%%

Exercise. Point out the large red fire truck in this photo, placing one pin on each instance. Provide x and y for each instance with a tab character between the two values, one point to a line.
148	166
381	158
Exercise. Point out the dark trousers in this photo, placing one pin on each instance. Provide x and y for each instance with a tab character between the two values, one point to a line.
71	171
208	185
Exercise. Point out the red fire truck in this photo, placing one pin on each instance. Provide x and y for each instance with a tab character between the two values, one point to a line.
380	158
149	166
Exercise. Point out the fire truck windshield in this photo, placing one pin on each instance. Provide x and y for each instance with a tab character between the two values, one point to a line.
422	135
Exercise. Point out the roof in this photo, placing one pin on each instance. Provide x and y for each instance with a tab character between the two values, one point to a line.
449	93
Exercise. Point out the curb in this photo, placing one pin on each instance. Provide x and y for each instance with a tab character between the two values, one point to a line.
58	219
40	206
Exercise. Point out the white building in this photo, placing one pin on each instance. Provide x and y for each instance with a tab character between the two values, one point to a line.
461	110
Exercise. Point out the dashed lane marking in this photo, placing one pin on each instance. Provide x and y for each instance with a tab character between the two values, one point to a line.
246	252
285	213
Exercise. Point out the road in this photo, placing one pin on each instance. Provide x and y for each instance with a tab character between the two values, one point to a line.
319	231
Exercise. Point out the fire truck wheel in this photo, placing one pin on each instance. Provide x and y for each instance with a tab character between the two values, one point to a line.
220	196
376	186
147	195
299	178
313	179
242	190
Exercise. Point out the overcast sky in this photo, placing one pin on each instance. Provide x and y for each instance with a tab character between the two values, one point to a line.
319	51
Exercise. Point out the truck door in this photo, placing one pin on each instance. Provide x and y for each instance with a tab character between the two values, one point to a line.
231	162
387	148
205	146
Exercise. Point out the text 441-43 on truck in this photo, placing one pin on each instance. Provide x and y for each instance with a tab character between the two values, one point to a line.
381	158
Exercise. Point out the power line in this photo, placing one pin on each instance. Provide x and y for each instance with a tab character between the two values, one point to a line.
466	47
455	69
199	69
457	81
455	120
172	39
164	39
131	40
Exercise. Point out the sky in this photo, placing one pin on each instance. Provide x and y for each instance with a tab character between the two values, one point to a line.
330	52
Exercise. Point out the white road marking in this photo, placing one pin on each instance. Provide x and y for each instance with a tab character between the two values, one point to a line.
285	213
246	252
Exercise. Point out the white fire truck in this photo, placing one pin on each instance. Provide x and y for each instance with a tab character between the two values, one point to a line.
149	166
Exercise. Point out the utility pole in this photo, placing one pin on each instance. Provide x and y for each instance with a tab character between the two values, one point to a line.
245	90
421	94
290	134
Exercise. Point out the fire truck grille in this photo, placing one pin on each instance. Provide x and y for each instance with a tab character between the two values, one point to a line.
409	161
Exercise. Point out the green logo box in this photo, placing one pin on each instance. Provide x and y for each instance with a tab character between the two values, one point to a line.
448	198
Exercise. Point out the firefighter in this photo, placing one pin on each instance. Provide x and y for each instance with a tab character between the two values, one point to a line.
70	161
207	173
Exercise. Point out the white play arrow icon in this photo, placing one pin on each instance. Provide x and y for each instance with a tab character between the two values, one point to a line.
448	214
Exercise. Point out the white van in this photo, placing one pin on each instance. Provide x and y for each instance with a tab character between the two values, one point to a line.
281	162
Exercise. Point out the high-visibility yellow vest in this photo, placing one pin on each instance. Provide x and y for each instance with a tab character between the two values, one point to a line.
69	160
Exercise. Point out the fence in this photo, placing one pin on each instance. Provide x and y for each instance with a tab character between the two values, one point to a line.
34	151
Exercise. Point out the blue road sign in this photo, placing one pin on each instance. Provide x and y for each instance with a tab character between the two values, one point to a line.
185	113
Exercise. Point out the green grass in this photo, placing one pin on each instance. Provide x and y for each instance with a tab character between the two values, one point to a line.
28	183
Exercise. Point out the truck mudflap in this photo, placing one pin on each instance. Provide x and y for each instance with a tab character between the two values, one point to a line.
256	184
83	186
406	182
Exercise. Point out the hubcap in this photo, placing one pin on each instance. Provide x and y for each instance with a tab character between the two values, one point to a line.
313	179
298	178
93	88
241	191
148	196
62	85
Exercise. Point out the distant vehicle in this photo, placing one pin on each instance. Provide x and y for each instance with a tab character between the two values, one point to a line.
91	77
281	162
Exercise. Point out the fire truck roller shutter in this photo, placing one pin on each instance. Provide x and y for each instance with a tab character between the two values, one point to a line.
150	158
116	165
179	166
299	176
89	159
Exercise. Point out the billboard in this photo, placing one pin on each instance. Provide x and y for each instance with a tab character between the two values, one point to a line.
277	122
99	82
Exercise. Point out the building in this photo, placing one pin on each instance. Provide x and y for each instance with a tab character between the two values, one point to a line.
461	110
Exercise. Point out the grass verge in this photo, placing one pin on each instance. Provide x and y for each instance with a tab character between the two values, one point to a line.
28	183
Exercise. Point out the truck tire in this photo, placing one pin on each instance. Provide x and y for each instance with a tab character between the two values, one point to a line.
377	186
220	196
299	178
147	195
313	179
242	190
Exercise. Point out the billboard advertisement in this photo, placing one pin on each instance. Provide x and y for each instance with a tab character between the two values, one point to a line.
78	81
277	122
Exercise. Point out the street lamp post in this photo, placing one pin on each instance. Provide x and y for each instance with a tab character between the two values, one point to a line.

%%

- [SHORT EXERCISE]: Reproduce the whole listing word for word.

- [TASK SOLUTION]:
Exercise. Point out the large red fire truck in this photo, placing one pin on each instance. Provide x and y for each instance with a tab character between the two values, one point to a line.
148	166
381	158
Exercise. Point out the dark trousers in this photo, placing one pin on each instance. Provide x and y for each instance with a tab character between the two values, one point to a line.
71	171
208	185
Exercise. Point out the red fire truck in this photo, placing one pin on each instance. Provide x and y for each instance with a tab character between the two values, one point to a line.
380	158
149	166
Exercise. Point out the fire truck windshield in this photo, placing one pin on each instance. Provide x and y for each instance with a tab character between the two values, one point to a line.
422	135
Exercise. Point out the roof in this photo, placing one pin on each instance. Provide x and y for each instance with a tab character between the two values, one point to a line.
449	93
Exercise. Point out the curb in this photo, placing one pin on each instance. Provide x and y for each instance with a tab character between the two values, one point to a line.
58	219
40	206
Exercise. Point out the white building in this photo, placing one pin on each instance. Provide x and y for each instance with a tab character between the two values, one point to a line.
461	110
Exercise. Point out the dashed lane marking in this photo, placing one pin on each instance. Provide x and y for each instance with a tab character between the two values, one point to a line.
246	252
285	213
Exercise. Point out the road in this photo, placing one pin on each instance. Provide x and y for each instance with a tab character between the two values, one point to a line.
319	231
Exercise. Point out the fire truck wheel in this photo, placing one pin on each instance. Provide x and y for each instance with a tab character between the two values, one point to a line.
220	196
376	186
147	195
299	178
313	179
242	190
Exercise. Point out the overcast sky in this photo, placing one pin on each instance. Provide x and y for each instance with a tab character between the two values, one point to a line.
319	51
Exercise. Point out the truck door in this photo, placing one pin on each instance. Provide x and y for each instance with a tab character between the two values, one point to a line.
231	162
387	148
205	146
Exercise. Point out the text 441-43 on truck in this photo, placing one pin on each instance. Provide x and y for each instance with a tab character between the two values, one point to a line.
381	158
Exercise. Point out the power line in this photo, placing one pin on each instance. Provide x and y for each instance with a tab character between the two values, one point to a line.
466	47
455	69
199	69
457	81
455	120
172	39
164	39
131	40
Exercise. Point out the sky in this photo, placing one pin on each instance. Provide x and y for each instance with a tab character between the two values, one point to a line.
330	52
Exercise. Point out the white road marking in this photo, placing one pin on each instance. Provide x and y for each instance with a tab character between the two values, one point to a line.
285	213
246	252
Exercise. Point out the white fire truck in this photo, placing one pin on each instance. Provide x and y for each instance with a tab character between the two values, one point to a line.
149	166
Exercise. Point out the utility pole in this photo, placing one pin on each instance. Provide x and y for each instance with a tab character between the two values, one point to a line.
245	90
421	94
290	134
Exercise. Point out the fire truck grille in this photo, placing one pin on each instance. Provide x and y for each instance with a tab character between the two values, one point to a line.
409	161
Exercise. Point out the green logo box in this photo, placing one pin on each instance. Provide x and y for each instance with a tab character between the two values, one point to a line.
448	198
Exercise. Point out the firefighter in this photo, placing one pin on each instance. Provide x and y for each instance with a tab character between the two values, one point to a line.
70	161
207	173
Exercise. Point out the white play arrow icon in this photo, placing one pin on each instance. Provide x and y for each instance with a tab character between the two values, one point to a line.
448	214
Exercise. Point out the white van in this photo, placing one pin on each instance. Provide x and y for each instance with a tab character between the two values, one point to a line.
281	162
Exercise. Point out the high-visibility yellow vest in this photo, placing one pin on each instance. Provide x and y for each instance with a tab character between the two values, one point to a line.
69	160
Exercise. Point out the fence in this photo, placing one pin on each instance. Provide x and y for each instance with a tab character between the two values, one point to a line.
34	151
Exercise. Point out the blue road sign in this photo, placing one pin on each instance. Provide x and y for each instance with a tab character between the two values, one point to a line.
185	113
Exercise. Point out the green grass in this photo, placing one pin on each instance. Provide x and y for each instance with a tab character between the two values, one point to a line.
28	183
Exercise. Point out the truck mudflap in this photo, placing one pin on each instance. Provide x and y for each instance with a tab character between the two values, one point to a line.
256	184
83	186
406	182
Exercise. Point out the hubcap in this photo, placing one pin on each instance. Provide x and y for each instance with a tab character between the two values, one point to a line.
313	179
298	178
93	88
241	191
148	196
62	85
Exercise. Point out the distant vehicle in this photo, placing one pin on each instance. Provide x and y for each instance with a tab character between the two values, one point to a line.
91	77
281	162
Exercise. Point out the fire truck roller shutter in this photo, placing one pin on each instance. Provide x and y for each instance with a tab character between the two values, one point to a line.
150	158
116	165
179	166
299	176
89	159
Exercise. Point out the billboard in this photo, placing one pin on each instance. Provide x and y for each instance with a tab character between the two values, one point to a line.
277	122
99	82
Exercise. Point out the building in this photo, placing one pin on each instance. Provide x and y for each instance with a tab character between the two values, one point to a line.
461	110
Exercise. Point out the grass verge in this photo, placing one pin on each instance. Provide x and y for each instance with a tab character between the two values, one point to a line.
28	183
Exercise. Point out the truck tire in this photo, placing one pin on each instance. Provide x and y for each instance with a tab character between the two values, one point to a line.
377	186
220	196
299	178
147	195
313	179
242	190
Exercise. Point out the billboard advertisement in this photo, placing one pin on each instance. Provide x and y for each instance with a tab character between the two values, one point to a line.
78	81
277	122
Exercise. Point out the street lamp post in this photo, placing one pin on each instance. Provide x and y for each instance with a tab character between the two values, one point to a line.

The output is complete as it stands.